Dataset excerpts on object pointing:
********************

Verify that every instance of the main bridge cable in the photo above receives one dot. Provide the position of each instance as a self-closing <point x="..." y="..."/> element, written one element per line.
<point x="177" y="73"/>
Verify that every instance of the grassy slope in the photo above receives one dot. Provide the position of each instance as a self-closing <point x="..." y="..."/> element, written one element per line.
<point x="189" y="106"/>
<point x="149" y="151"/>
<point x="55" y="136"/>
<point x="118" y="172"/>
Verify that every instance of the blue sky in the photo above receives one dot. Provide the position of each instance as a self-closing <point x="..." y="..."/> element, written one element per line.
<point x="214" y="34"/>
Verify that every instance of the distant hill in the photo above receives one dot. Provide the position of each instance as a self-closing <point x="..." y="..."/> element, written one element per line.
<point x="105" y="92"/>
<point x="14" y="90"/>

********************

Rewrite the data starting at the line that contains "Verify that every instance of the blue" and ending at the end of the data, replacing "dot" with "marker" and leaving everything else unchanged.

Written solution ->
Verify that every instance of the blue sky in the photo above receives one marker. Provide the position of each instance as a self-closing <point x="..." y="..."/> element, written one element per line.
<point x="214" y="34"/>
Verify that every instance of the distant hill in the photo above receives one marker. Provide the position of each instance as a self-closing <point x="..." y="..."/> element, written one element per line.
<point x="105" y="92"/>
<point x="14" y="90"/>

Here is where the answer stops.